───── BAHAN LATIHAN
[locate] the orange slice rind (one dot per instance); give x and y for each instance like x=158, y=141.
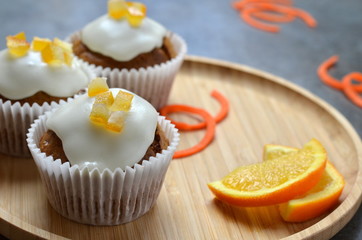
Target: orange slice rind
x=274, y=181
x=322, y=197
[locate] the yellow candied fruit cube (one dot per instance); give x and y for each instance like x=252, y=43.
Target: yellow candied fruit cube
x=53, y=55
x=117, y=9
x=136, y=13
x=39, y=44
x=105, y=98
x=64, y=45
x=17, y=45
x=97, y=86
x=99, y=114
x=122, y=102
x=116, y=121
x=20, y=35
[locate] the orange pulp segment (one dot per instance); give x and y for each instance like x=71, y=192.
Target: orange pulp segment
x=316, y=201
x=275, y=181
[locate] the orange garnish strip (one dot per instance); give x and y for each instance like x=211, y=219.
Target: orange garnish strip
x=54, y=52
x=210, y=129
x=108, y=112
x=251, y=9
x=351, y=90
x=209, y=122
x=218, y=118
x=17, y=45
x=272, y=17
x=134, y=12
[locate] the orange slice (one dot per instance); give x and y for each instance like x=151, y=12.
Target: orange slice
x=274, y=181
x=316, y=201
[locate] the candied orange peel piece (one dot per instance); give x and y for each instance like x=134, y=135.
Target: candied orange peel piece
x=107, y=111
x=105, y=98
x=17, y=44
x=97, y=86
x=38, y=44
x=134, y=12
x=116, y=121
x=53, y=55
x=117, y=9
x=99, y=114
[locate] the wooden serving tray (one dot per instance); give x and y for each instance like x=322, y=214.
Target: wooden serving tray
x=263, y=109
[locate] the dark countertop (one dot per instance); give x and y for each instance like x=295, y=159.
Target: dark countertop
x=212, y=28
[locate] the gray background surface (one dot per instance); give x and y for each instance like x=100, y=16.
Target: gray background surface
x=212, y=28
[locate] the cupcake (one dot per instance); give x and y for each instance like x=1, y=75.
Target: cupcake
x=34, y=78
x=133, y=51
x=103, y=156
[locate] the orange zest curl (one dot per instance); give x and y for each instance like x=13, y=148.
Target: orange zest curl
x=210, y=129
x=209, y=122
x=351, y=90
x=257, y=12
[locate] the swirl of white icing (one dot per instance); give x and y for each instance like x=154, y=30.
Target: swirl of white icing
x=120, y=41
x=24, y=76
x=88, y=145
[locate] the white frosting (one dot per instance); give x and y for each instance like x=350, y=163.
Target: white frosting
x=120, y=41
x=88, y=145
x=24, y=76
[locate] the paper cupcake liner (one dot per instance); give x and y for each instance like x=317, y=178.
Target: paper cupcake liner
x=15, y=121
x=153, y=83
x=102, y=198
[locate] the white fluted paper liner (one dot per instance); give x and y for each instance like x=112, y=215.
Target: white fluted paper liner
x=102, y=198
x=15, y=120
x=153, y=83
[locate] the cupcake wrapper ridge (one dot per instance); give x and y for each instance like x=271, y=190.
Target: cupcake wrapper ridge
x=107, y=197
x=15, y=120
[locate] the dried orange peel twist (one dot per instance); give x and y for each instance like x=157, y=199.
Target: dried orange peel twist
x=108, y=112
x=257, y=12
x=209, y=122
x=54, y=52
x=133, y=12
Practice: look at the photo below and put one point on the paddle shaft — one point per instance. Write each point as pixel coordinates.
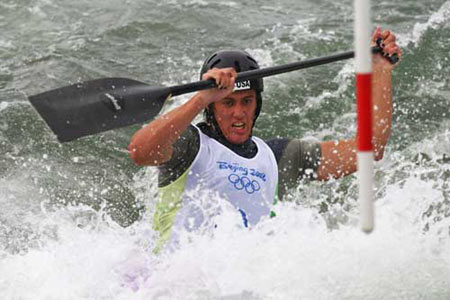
(266, 72)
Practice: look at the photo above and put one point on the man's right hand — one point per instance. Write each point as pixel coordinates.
(224, 78)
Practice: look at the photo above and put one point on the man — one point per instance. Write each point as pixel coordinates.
(221, 155)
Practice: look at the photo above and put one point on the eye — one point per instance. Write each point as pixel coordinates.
(247, 101)
(228, 102)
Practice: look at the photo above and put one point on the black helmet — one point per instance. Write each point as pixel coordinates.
(241, 61)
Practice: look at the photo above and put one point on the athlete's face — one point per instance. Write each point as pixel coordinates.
(235, 114)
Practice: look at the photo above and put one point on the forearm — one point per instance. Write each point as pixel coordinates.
(152, 145)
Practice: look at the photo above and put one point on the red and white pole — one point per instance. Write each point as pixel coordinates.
(363, 63)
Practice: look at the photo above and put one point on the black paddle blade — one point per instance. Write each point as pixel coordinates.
(99, 105)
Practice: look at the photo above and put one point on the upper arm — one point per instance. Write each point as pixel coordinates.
(185, 150)
(338, 159)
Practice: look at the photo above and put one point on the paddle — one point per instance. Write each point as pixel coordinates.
(99, 105)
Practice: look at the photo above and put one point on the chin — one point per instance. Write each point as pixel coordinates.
(238, 139)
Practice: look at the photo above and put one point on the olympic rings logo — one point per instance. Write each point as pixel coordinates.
(244, 183)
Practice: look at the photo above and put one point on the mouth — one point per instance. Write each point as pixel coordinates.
(238, 125)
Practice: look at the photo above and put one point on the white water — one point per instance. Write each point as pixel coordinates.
(79, 253)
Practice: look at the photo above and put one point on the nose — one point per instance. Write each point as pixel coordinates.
(239, 111)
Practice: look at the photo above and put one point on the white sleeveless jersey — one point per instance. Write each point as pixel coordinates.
(248, 184)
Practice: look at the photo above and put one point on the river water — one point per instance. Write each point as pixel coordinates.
(75, 219)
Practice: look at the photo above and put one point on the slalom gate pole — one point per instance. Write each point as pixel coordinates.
(363, 63)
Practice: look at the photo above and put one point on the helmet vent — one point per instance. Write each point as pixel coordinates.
(215, 63)
(252, 59)
(211, 58)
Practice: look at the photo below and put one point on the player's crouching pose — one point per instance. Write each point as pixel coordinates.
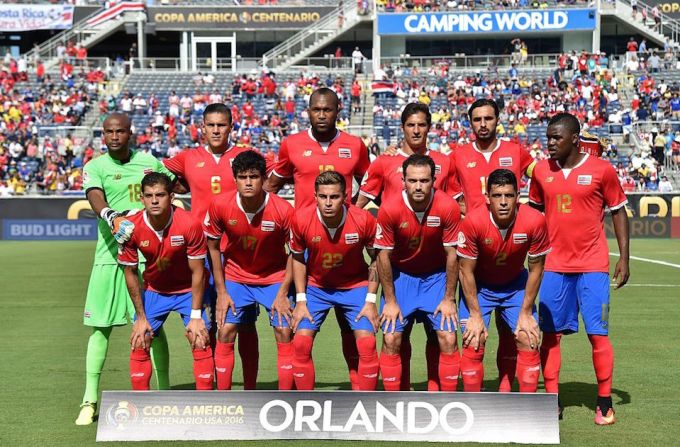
──────────
• **YANG DIKERJAKAN**
Susun ulang baris-baris daftar di atas sebagai daftar bernomor, mulai dari baris yang memuat "[locate] the orange pulp" hingga baris yang memuat "x=275, y=181", kedua baris itu ikut disertakan. Lewati baris kosong.

• **JAWABAN TUGAS**
1. [locate] the orange pulp segment (one dot per instance); give x and y for each instance like x=71, y=192.
2. Target: orange pulp segment
3. x=316, y=201
4. x=275, y=181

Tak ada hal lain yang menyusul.